*** Opening DATA FOR PROCESSING ***

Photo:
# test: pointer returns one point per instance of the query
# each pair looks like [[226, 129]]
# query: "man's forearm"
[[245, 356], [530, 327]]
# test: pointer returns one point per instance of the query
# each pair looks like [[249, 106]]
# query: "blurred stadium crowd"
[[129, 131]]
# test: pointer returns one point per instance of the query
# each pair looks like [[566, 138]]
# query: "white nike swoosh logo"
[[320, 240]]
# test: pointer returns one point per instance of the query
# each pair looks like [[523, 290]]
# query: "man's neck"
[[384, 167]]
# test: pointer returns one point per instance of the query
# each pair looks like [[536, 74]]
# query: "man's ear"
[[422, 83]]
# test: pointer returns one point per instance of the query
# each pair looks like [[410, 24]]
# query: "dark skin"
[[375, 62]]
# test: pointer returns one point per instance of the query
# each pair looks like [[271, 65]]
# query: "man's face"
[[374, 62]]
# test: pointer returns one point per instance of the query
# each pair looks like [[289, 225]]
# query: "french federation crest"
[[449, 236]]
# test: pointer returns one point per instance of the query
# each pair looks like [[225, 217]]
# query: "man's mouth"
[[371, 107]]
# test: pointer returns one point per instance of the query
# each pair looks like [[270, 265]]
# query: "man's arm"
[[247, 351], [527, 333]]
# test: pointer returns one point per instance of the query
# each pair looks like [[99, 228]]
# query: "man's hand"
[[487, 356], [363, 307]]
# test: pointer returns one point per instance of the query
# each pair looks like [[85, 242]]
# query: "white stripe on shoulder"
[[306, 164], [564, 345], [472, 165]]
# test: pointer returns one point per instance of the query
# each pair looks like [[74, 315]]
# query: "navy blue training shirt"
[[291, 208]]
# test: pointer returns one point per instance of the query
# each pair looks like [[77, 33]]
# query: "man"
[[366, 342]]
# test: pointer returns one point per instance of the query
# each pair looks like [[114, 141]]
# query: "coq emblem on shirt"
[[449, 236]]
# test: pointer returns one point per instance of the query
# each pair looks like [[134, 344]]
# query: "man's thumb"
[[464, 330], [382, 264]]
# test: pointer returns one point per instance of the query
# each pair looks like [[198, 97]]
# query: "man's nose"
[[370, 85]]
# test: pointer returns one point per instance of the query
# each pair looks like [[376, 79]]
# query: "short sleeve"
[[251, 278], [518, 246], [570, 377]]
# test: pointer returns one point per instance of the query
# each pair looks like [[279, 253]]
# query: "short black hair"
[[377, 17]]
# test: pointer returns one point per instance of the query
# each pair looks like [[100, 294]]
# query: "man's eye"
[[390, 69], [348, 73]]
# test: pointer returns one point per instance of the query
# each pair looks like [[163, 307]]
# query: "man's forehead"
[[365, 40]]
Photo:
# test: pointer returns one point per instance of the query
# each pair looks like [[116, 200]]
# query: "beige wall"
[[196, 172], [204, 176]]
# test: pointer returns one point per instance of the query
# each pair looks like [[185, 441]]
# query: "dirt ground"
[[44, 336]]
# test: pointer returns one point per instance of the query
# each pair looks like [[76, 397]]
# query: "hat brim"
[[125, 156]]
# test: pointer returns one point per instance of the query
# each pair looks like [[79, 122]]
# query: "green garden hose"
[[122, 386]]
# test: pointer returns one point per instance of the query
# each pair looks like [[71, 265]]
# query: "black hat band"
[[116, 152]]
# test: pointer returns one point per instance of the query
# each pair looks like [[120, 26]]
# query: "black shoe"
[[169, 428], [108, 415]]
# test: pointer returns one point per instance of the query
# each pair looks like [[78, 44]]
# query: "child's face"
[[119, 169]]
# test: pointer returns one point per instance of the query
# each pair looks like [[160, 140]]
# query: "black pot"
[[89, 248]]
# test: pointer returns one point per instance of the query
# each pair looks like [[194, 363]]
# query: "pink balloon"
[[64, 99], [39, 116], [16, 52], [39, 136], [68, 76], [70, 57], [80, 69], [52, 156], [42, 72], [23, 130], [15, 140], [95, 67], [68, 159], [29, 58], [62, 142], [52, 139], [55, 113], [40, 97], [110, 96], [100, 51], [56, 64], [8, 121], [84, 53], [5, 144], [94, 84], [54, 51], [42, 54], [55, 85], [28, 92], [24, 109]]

*** Closing DATA FOR PROCESSING ***

**THE TASK**
Your job is to reproduce the data in full, with every line intact.

**THE ANSWER**
Photo:
# test: pointer returns one point per instance of the query
# each pair looks like [[226, 129]]
# query: "man's forearm"
[[245, 356], [530, 327]]
# test: pointer returns one point per instance of the query
# each pair looks like [[249, 106]]
# query: "blurred stadium crowd"
[[129, 131]]
# test: pointer returns one point per instance of the query
# each pair looks like [[566, 138]]
# query: "white nike swoosh logo"
[[320, 240]]
# test: pointer returns one point per instance of the query
# each pair looks like [[523, 290]]
# query: "man's neck"
[[384, 167]]
# test: pointer returns one point per instance of the query
# each pair looks like [[536, 74]]
# query: "man's ear"
[[422, 83]]
# test: pointer returns one point per instance of the query
# each pair looks like [[410, 24]]
# query: "dark skin"
[[375, 62]]
# test: pointer returns one point per instance of the query
# each pair looks like [[271, 65]]
# query: "man's face"
[[374, 62]]
# test: pointer returns one point per instance of the query
# each pair looks like [[289, 225]]
# query: "french federation crest"
[[449, 236]]
# test: pointer returns one point per instance of the query
# each pair looks like [[225, 217]]
# query: "man's mouth"
[[371, 107]]
# test: pointer returns one point per instance of the query
# each pair looks like [[270, 265]]
# query: "man's arm"
[[247, 351], [527, 333]]
# test: pointer returns one point per instance of the query
# each pair looks like [[99, 228]]
# query: "man's hand"
[[487, 356], [363, 307]]
# test: pointer returns one point per instance of the query
# each pair looks like [[85, 242]]
# query: "white stripe on shoulder"
[[306, 164], [564, 345], [472, 165]]
# test: pointer returns one point per instance of the query
# each pair looks like [[74, 315]]
# query: "navy blue training shirt"
[[291, 208]]
# test: pointer returns one point per instance of the query
# each pair looks like [[77, 33]]
# query: "man"
[[366, 342]]
# test: pointer returns one point per instance of the query
# each pair looks like [[114, 141]]
# query: "coq emblem on shirt"
[[449, 236]]
# test: pointer returns one point per instance of the query
# each pair looks like [[134, 344]]
# query: "man's thumb"
[[464, 330], [382, 264]]
# test: pointer returns one point per instance of the query
# each pair looks like [[198, 97]]
# query: "man's nose"
[[370, 85]]
# test: pointer returns one point per instance of the query
# each pair looks like [[376, 79]]
# query: "short sleeve"
[[251, 278], [518, 246], [570, 377]]
# test: pointer returns one point per instance of the query
# each pair looks like [[279, 253]]
# query: "short black hair"
[[377, 17]]
# test: pointer returns one point per instance of the query
# each pair looks like [[100, 294]]
# query: "man's eye"
[[390, 69], [348, 73]]
# test: pointer returns one point per instance of the query
# each pair looks like [[163, 307]]
# query: "man's forehead"
[[365, 40]]
Photo:
# test: pointer returns one point per instance of the query
# each pair looks like [[116, 200]]
# query: "beige wall"
[[196, 172], [204, 176]]
# test: pointer returns one point per instance of the query
# each pair looks like [[185, 441]]
# query: "dirt ground"
[[44, 336]]
# test: pointer returns one point per instance of the query
# each pair looks like [[76, 397]]
# query: "hat brim"
[[125, 156]]
# test: pointer returns one point per instance of the query
# each pair looks like [[79, 122]]
# query: "green garden hose"
[[122, 386]]
# test: pointer returns one point per instance of the query
# each pair looks like [[71, 265]]
# query: "black hat band"
[[116, 152]]
# test: pointer returns one point per instance of the query
# each pair looks like [[120, 26]]
# query: "black shoe"
[[169, 428], [108, 415]]
# test: pointer returns one point per instance of the query
# each pair looks like [[78, 44]]
# query: "child's face"
[[119, 169]]
# test: pointer returns one point per instance of the query
# each pair looks like [[160, 140]]
# query: "black pot"
[[89, 248]]
# test: pointer returns one point per instance of the query
# each pair looks like [[194, 363]]
# query: "pink balloon"
[[64, 99], [39, 116], [16, 52], [39, 136], [68, 76], [70, 57], [80, 69], [52, 156], [42, 72], [23, 130], [15, 140], [95, 67], [68, 159], [29, 58], [62, 142], [52, 139], [55, 113], [40, 97], [110, 96], [100, 51], [56, 64], [8, 121], [84, 53], [5, 144], [94, 84], [54, 51], [42, 54], [55, 85], [28, 92], [24, 109]]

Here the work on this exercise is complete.